**What you will do:** Rewrite the rows from the first line through the line that contains "(1031, 122)", shifting each pixel coordinate value up by 58 and leaving all other text as it is.

**Source material:**
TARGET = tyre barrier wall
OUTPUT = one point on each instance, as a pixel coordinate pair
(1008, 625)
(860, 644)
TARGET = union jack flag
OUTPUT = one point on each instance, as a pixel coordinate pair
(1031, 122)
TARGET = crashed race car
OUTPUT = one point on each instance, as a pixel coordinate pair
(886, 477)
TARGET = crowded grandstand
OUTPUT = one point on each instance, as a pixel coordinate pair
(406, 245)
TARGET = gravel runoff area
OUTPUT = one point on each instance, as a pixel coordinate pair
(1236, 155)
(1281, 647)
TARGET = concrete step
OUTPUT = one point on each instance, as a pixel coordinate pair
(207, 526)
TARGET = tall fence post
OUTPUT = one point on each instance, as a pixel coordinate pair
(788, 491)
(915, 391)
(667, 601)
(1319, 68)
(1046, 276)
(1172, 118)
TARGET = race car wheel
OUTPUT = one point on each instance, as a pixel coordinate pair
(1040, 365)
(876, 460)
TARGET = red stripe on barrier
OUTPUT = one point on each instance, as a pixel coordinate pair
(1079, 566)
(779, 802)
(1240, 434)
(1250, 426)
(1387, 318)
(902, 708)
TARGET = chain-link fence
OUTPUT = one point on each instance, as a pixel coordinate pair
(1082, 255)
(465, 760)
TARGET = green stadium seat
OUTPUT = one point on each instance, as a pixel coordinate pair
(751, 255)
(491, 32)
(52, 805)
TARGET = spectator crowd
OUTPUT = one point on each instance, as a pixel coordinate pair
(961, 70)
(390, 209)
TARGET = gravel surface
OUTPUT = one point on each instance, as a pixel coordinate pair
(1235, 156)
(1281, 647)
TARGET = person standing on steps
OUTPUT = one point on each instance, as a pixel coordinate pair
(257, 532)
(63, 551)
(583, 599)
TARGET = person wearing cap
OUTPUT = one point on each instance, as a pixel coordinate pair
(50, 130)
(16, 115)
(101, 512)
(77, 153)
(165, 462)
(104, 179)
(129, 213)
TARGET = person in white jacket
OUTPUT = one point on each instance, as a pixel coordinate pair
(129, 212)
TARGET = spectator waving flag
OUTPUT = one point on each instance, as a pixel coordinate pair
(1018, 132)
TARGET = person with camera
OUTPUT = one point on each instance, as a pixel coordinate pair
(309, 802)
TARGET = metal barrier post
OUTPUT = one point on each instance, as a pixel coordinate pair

**Solution for this problem:**
TARGET = tyre barrier wall
OUTPUT = one point on each instance, as a pixel coordinate pair
(1066, 683)
(918, 702)
TARGET = union jack flag
OUTPUT = one point on each instance, as a pixel coordinate pair
(1089, 180)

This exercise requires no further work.